-- Selected extract --
--

Packet Structure Extensions

  Obviously, we need some DHCPv6 packet data structures and
  definitions.  A new <netinet/dhcpv6.h> file will be introduced with
  the necessary #defines and structures.  The primary structure there
  will be:

        struct dhcpv6_message {
                uint8_t         d6m_msg_type;
                uint8_t         d6m_transid_ho;
                uint16_t        d6m_transid_lo;
        };
        typedef struct dhcpv6_message   dhcpv6_message_t;

  This defines the usual (non-relay) DHCPv6 packet header, and is
  roughly equivalent to PKT for IPv4.

  Extending dhcp_pkt_t for DHCPv6 is straightforward, as it's used
  only within dhcpagent.  This structure will be amended to use a
  union for v4/v6 and include a boolean to flag which version is in
  use.

  For the PKT_LIST structure, things are more complex.  This defines
  both a queuing mechanism for received packets (typically OFFERs) and
  a set of packet decoding structures.  The decoding structures are
  highly specific to IPv4 DHCP -- they have no means to handle nested
  or repeated options (as used heavily in DHCPv6) and make use of the
  DHCP_OPT structure which is specific to IPv4 DHCP -- and are
  somewhat expensive in storage.

  Worse, this structure is used throughout the system, so changes to
  it need to be made carefully.  (For example, the existing 'pkt'
  member can't just be turned into a union.)

--

-- Tasks and exercises --
**A.** Retype the passage from the DHCPv6 packet structure text, starting with "For the PKT_LIST" and going on through "into a union.)".
**B.** Write what comes next in the text on DHCPv6 packet structure extensions, picking up after its final sentence.

-- Material shown --
--

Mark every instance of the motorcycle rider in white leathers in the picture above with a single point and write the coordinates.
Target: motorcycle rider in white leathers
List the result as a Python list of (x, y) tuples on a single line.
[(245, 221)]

--

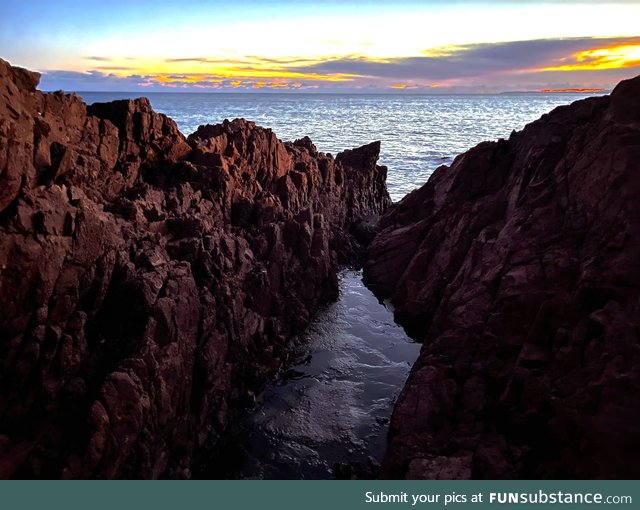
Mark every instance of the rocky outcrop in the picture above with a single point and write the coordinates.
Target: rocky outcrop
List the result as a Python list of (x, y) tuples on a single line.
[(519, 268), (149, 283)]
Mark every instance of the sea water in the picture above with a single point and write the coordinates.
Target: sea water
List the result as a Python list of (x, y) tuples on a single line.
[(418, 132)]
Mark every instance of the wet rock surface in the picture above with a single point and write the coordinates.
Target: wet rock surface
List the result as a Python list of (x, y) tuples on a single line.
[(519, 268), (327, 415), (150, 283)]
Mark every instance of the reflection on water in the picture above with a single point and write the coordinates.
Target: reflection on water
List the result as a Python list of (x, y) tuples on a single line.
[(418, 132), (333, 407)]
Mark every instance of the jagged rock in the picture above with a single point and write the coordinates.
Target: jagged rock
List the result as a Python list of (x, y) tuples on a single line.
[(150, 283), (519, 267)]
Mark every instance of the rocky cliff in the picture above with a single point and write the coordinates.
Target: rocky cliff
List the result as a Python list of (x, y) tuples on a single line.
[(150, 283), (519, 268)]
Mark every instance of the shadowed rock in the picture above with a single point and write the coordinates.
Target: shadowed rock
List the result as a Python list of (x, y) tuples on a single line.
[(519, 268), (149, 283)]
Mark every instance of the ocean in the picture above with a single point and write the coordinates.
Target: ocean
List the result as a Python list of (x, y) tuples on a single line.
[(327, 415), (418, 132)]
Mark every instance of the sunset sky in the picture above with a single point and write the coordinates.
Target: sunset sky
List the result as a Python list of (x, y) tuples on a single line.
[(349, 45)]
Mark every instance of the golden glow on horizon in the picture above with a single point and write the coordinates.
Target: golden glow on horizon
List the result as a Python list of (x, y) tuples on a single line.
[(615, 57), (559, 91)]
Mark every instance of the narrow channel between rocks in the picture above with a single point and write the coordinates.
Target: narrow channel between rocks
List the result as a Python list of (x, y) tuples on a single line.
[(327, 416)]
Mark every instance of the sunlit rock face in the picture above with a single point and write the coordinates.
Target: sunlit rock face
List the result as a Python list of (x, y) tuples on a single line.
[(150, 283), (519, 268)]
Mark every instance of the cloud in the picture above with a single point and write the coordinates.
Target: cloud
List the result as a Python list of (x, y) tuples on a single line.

--

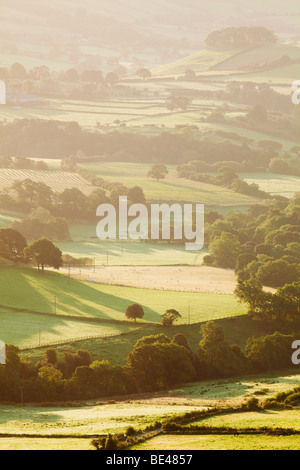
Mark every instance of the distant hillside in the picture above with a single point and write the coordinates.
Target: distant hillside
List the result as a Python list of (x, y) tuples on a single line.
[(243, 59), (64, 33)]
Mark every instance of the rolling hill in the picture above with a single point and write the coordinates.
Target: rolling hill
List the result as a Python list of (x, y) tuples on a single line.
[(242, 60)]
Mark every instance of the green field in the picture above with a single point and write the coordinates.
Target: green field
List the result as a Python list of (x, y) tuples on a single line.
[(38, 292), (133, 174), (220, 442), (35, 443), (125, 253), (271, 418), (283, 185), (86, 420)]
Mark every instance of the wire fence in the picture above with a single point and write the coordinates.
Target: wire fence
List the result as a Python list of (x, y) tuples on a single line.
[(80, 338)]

--

-- Replies --
**A.**
For the PKT_LIST structure, things are more complex.  This defines
  both a queuing mechanism for received packets (typically OFFERs) and
  a set of packet decoding structures.  The decoding structures are
  highly specific to IPv4 DHCP -- they have no means to handle nested
  or repeated options (as used heavily in DHCPv6) and make use of the
  DHCP_OPT structure which is specific to IPv4 DHCP -- and are
  somewhat expensive in storage.

  Worse, this structure is used throughout the system, so changes to
  it need to be made carefully.  (For example, the existing 'pkt'
  member can't just be turned into a union.)

**B.**
  In the prototype, I created a new dhcp_plist_t structure to
  represent packet lists as used inside dhcpagent and made dhcp_pkt_t
  valid for use on input and output.  The result is unsatisfying,
  though, as it involves manipulating far too many data structures in
  common cases.  This will need to be revisited.

  The likely best answer is to use PKT_LIST for both IPv4 and IPv6,
  adding the few new bits of metadata required to the end (receiving
  ifIndex, packet source/destination addresses), and staying within
  the existing design.

  For option parsing, a dhcpv6_find_option() function will be added to
  libdhcputil.  This function will walk a DHCPv6 option list, and
  provide safe (bounds-checked) access to the options inside.  The
  function can be called recursively, so that option nesting can be
  handled fairly simply by nested loops.

  There is one special consideration here: there's no "pad" option for
  DHCPv6 or alignment requirements.  This means that option handlers
  must all be written to deal with unaligned data.


Sockets and I/O Handling

  DHCPv6 doesn't need or use either a DLPI or a broadcast IP socket.
  Instead, a single unicast-bound IP socket on a link-local address is
  all that is needed.  This is roughly equivalent to if_sock_ip_fd in
  the existing design, but that latter is bound only after DHCP
  reaches BOUND state -- that is, when it switches away from DLPI.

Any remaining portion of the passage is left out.